**DIRECTIONS FOR THIS TASK:** Show each line of the rows below that contains the word "woman", copying every such line in full.

**INFORMATION SHOWN:**
+--

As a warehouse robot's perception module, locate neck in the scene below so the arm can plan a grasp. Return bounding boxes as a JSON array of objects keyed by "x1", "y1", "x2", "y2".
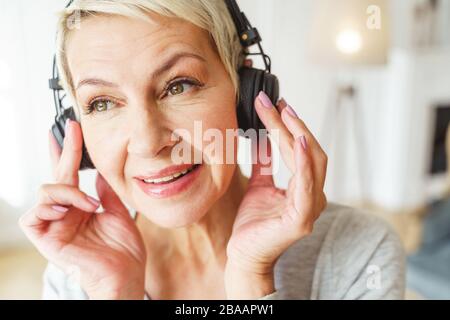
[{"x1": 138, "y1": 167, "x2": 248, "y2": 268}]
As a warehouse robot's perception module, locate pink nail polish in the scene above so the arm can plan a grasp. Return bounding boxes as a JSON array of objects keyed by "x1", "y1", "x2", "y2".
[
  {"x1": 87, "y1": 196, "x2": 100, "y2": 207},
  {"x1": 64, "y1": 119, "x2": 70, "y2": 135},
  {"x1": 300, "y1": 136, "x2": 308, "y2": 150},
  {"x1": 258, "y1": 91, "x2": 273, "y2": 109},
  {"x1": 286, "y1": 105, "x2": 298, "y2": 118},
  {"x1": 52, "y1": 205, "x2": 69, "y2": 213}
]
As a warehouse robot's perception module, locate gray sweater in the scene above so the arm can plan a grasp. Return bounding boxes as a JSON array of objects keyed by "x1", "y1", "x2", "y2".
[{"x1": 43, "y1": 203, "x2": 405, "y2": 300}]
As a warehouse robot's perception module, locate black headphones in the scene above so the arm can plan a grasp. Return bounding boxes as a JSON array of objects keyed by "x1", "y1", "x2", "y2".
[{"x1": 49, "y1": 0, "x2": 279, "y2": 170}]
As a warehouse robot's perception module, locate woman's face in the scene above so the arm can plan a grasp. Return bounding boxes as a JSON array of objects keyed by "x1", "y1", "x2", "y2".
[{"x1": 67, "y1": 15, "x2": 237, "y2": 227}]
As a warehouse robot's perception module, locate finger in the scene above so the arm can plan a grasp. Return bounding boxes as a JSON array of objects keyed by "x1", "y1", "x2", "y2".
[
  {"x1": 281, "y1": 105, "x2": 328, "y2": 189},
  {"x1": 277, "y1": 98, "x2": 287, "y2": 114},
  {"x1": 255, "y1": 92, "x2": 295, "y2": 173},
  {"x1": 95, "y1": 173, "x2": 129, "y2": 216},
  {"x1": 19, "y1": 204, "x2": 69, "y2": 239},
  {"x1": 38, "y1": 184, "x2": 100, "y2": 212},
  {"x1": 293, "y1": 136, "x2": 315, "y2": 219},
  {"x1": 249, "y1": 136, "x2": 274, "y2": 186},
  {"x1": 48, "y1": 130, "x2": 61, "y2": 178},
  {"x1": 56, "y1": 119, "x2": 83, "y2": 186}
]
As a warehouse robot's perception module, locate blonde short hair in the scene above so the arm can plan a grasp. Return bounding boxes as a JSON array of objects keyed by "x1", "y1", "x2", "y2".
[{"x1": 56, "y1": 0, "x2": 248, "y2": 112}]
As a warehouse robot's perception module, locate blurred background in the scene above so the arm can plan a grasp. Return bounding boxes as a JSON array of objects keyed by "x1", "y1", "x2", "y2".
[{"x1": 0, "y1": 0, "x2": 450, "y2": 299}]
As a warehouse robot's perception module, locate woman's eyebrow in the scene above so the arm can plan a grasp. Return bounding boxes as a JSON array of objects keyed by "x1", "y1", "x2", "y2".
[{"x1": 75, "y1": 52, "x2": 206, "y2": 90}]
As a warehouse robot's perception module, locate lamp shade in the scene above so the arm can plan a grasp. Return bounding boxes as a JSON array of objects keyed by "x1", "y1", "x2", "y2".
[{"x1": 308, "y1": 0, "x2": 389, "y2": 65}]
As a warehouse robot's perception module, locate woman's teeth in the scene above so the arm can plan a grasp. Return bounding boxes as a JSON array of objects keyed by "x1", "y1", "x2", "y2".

+--

**TASK SOLUTION:**
As a warehouse robot's perception module, locate woman's face in the scene above so the arm can plan a grasp. Return bounding boxes as a JSON array of objects keyed by "x1", "y1", "x2", "y2".
As a warehouse robot's perception module, locate woman's eyebrow in the scene above so the arm can plan a grasp. Return bounding boxes as a JSON array of objects keyed by "x1", "y1", "x2", "y2".
As a warehouse robot's perception module, locate woman's teeth in the scene above so the arm can plan a grasp. Return bounding boxes as a JSON array of objects keyed by "x1", "y1", "x2", "y2".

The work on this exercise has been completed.